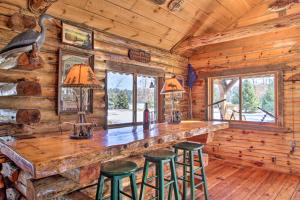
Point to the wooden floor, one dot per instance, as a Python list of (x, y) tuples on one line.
[(227, 181)]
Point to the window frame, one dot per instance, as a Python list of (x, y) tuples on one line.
[(278, 89), (134, 97)]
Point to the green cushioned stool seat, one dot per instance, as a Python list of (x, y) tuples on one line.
[(189, 146), (159, 158), (118, 168), (190, 170), (160, 155), (116, 171)]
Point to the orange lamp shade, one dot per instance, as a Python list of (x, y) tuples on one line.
[(81, 75), (172, 85)]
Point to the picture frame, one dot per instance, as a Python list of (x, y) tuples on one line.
[(68, 97), (77, 36), (179, 96)]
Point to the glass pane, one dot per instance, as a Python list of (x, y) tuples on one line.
[(146, 93), (120, 98), (258, 99), (226, 99)]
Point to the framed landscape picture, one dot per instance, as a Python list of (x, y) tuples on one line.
[(179, 96), (77, 36), (68, 98)]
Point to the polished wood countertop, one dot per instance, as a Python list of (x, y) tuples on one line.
[(46, 156)]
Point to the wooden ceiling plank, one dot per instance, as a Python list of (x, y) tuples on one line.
[(262, 14), (160, 15), (83, 17), (128, 4), (239, 33)]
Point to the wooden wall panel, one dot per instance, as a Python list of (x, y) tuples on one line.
[(107, 48), (252, 147)]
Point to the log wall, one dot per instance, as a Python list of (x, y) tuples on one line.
[(264, 149), (107, 48)]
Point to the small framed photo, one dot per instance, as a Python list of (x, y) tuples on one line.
[(179, 96), (77, 36), (69, 98)]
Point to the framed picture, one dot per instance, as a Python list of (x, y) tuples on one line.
[(68, 98), (77, 36)]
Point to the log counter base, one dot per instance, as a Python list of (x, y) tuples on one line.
[(60, 161)]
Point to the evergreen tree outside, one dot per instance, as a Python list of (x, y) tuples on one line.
[(235, 97), (268, 99), (250, 102)]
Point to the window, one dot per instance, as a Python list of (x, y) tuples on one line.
[(127, 94), (146, 93), (120, 98), (250, 98)]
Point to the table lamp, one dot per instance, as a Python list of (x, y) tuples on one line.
[(172, 86), (81, 76)]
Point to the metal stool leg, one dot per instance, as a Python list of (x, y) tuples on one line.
[(100, 188), (145, 175), (203, 174), (174, 178), (184, 186), (192, 177), (114, 188), (120, 196), (133, 187), (161, 181)]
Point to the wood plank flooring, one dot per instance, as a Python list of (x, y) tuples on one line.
[(227, 181)]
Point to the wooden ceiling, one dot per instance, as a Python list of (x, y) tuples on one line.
[(152, 24)]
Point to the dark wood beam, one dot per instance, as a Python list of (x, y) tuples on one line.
[(239, 33)]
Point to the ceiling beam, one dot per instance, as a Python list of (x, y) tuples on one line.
[(238, 33)]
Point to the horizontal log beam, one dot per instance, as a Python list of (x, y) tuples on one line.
[(21, 116), (22, 88), (239, 33)]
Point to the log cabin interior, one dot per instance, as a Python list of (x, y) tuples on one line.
[(149, 99)]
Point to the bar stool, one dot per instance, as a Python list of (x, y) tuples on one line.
[(116, 171), (188, 162), (159, 158)]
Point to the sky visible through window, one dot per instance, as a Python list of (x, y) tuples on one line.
[(120, 97)]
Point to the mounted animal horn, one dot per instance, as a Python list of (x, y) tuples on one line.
[(27, 41)]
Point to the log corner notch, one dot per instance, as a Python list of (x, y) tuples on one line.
[(24, 61), (20, 116), (270, 26), (39, 6), (21, 88)]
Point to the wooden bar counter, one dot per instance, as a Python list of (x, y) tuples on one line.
[(45, 157)]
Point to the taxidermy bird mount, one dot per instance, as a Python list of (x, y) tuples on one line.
[(22, 50)]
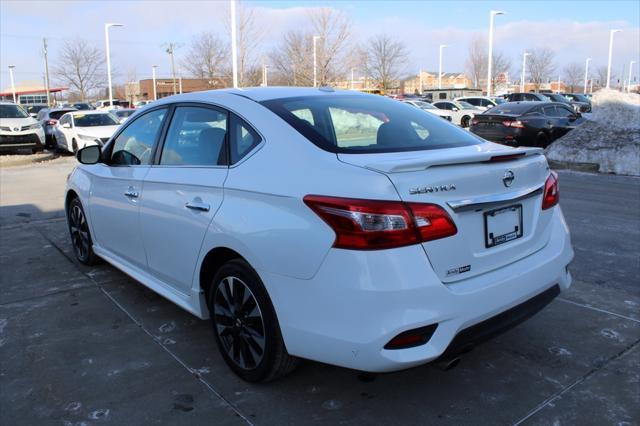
--------------------------------
- BRIEF -
Restate the listing above word for word and skip each picture.

- EXERCISE RESPONSE -
Point to the wooden floor, one dot per instance, as a Python list of (x, y) tuples on one line.
[(227, 181)]
Point to the window frame, one dot per instance, as a Python list of (x, y) tuples on one line.
[(278, 89), (134, 97)]
Point to the green cushioned stool seat, one dot per instance, as a Python list of (x, y) tuples on one line.
[(189, 146), (159, 158), (118, 168), (190, 170), (160, 155), (116, 171)]
Point to the orange lamp shade, one dot per instance, as a Python list of (x, y) tuples on one line.
[(81, 75), (172, 85)]
Point to the picture frame, one dot per instance, as a Python list of (x, y) tuples on one line.
[(68, 97), (77, 36), (179, 96)]
Point to the glass pane, one dot per instance, as a Python list of (x, y) tuples on one line.
[(146, 93), (120, 98), (258, 99), (226, 99)]
Point to the framed landscape picture, one dot per instance, as a Python list of (x, y) tuples on one line.
[(179, 96), (77, 36), (68, 98)]
Point to the polished wood countertop, one dot per instance, as a Python list of (x, y) tuples on one line.
[(46, 156)]
Point to the wooden ceiling plank, one dot per instance, as a Python list of (x, y) tuples on one line.
[(262, 14), (160, 15), (83, 17), (128, 4), (239, 33)]
Point to the wooden wall panel, one dot per instance, as a Python list of (x, y) tuples on one line.
[(107, 48), (252, 147)]
Point to the log wall, one dot per instance, as a Python list of (x, y) tuples on one line.
[(264, 149), (107, 48)]
Point to the small framed photo, one dot per instance, as a Python list of (x, y) tuples on one line.
[(179, 96), (77, 36), (69, 98)]
Point to the framed picture, one dot per instance, as a Python list of (x, y) tuples on one line.
[(68, 98), (77, 36)]
Point to the log counter base, one dot per instance, as a Python list of (x, y) tuples on one line.
[(60, 161)]
Point to the evergreen tree outside, one dot per instance, as a Python list of (x, y) tuples on one line.
[(235, 97), (268, 99), (250, 102)]
Point to the window, one dot per instance, as a Python list of (x, y) tuples on one line.
[(127, 94), (146, 93), (120, 98), (250, 98)]
Point to the table lamp, one dot per instance, as a Python list of (x, y) tuples on one line.
[(172, 86), (81, 76)]
Point to the metal stool leg, one dot per instance, as a Python list of (x, y) tuples on one line.
[(100, 188), (145, 175), (203, 174), (174, 178), (184, 186), (192, 177), (114, 188), (120, 196), (133, 187), (161, 181)]
Point to the wood plank flooring, one dot per instance, as a Python list of (x, y) tuples on one line.
[(227, 181)]
Point to the wooden ceiling, one dot per instance, as a Python list of (x, y) tuples on one line.
[(152, 24)]
Point to the dark wood beam, one dot per instance, as a Python list of (x, y) tuples on one line.
[(239, 33)]
Point to the ceiling beam, one dot per instance, as a Python list of (x, y) tuples on one line.
[(238, 33)]
Point to the horizontal log beam, one dot per instance, as a Python list of (x, y) tuples on one line.
[(21, 116), (22, 88), (239, 33)]
Point to the log cabin interior, one dot per instance, as a Python list of (x, y) tuples on one line.
[(149, 99)]
Point to the bar stool, one dot per instance, as a Python list of (x, y) tuples on one line.
[(116, 171), (188, 162), (159, 158)]
Point to the sky visible through window, one dot per instance, as a Python list of (x, y) tuples on one line.
[(120, 97)]
Point to the mounted animal horn, one dot per instance, as a Python list of (x, y) tuples on one line.
[(27, 41)]
Point to the log corner notch, one dot per instance, as a Python list of (x, y) tuples on one line.
[(24, 61), (20, 116), (270, 26), (39, 6), (21, 88)]
Point to the wooden bar counter, one dot per instance, as a Python list of (x, y) tuples on one line.
[(45, 157)]
Point to the taxidermy bird mount, one dot per instance, as a Python list of (x, y) tuples on one line.
[(22, 50)]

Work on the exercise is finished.